### EXERCICES
**A)** Mets à jour un passage du texte sur la marche de l’espoir : recopie-le en commençant aux mots « Où en est la » et en t’arrêtant après « désenchantement fut rapide. », avec « La déception » à la place de « Le désenchantement ».
**B)** D’après le texte sur la marche de l’espoir, combien de personnes se sont mobilisées le 18 mars ?

### EXTRAIT
_ _ _ _

Que faire après la marche de l’espoir ?

par Bernard Teper

 

Le 18 mars dernier constitua la plus grande mobilisation de rue de la campagne de l’élection présidentielle de 2017. Plus de 100.000 personnes. Ce fut une marche de l’espoir. De l’espoir, il nous en faut. Car avec la séquence que nous vivons, celle de la décomposition des gauches qui – du parti socialiste à l’extrême gauche – voit s’opérer une coupure quasi mollétiste entre les discours et les pratiques, on pouvait se demander ce qui allait rester de la gauche en général.

D’autant que les médias néolibéraux, dont les principaux journalistes, ne soutiennent que Fillon ou Macron et essaient d’avantager leurs chouchous.1

Où en est la gauche de 2012 ?

Avec Macron en digne successeur de François Hollande, on est sûr que le théorème du mouvement réformateur néolibéral sera encore vrai demain : « depuis 1983, et tant que nous resterons dans le néolibéralisme, tous les gouvernements font et feront pire que le précédent » !

Avec Hamon, certains ont cru que la musique différente qu’il a développée lors de la primaire socialiste allait dans le bon sens. Le désenchantement fut rapide.

_ _ _ _

### DONNÉES ENREGISTRÉES
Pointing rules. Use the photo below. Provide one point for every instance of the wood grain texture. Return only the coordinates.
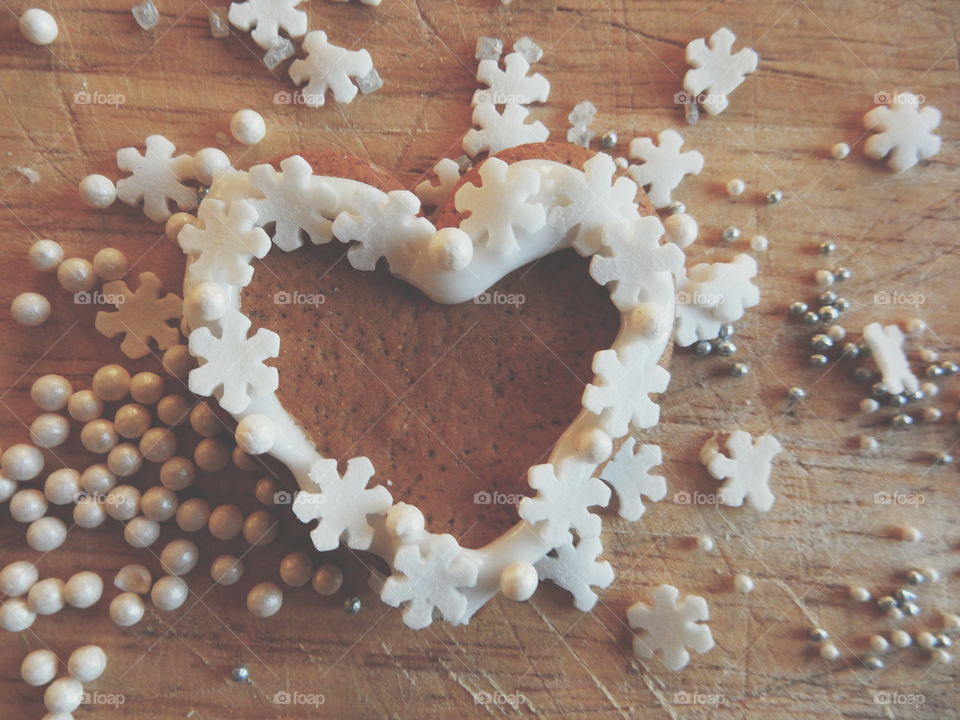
(821, 63)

_ _ _ _

### RÉPONSES
**A)**
Où en est la gauche de 2012 ?

Avec Macron en digne successeur de François Hollande, on est sûr que le théorème du mouvement réformateur néolibéral sera encore vrai demain : « depuis 1983, et tant que nous resterons dans le néolibéralisme, tous les gouvernements font et feront pire que le précédent » !

Avec Hamon, certains ont cru que la musique différente qu’il a développée lors de la primaire socialiste allait dans le bon sens. La déception fut rapide.

**B)** Plus de 100.000 personnes.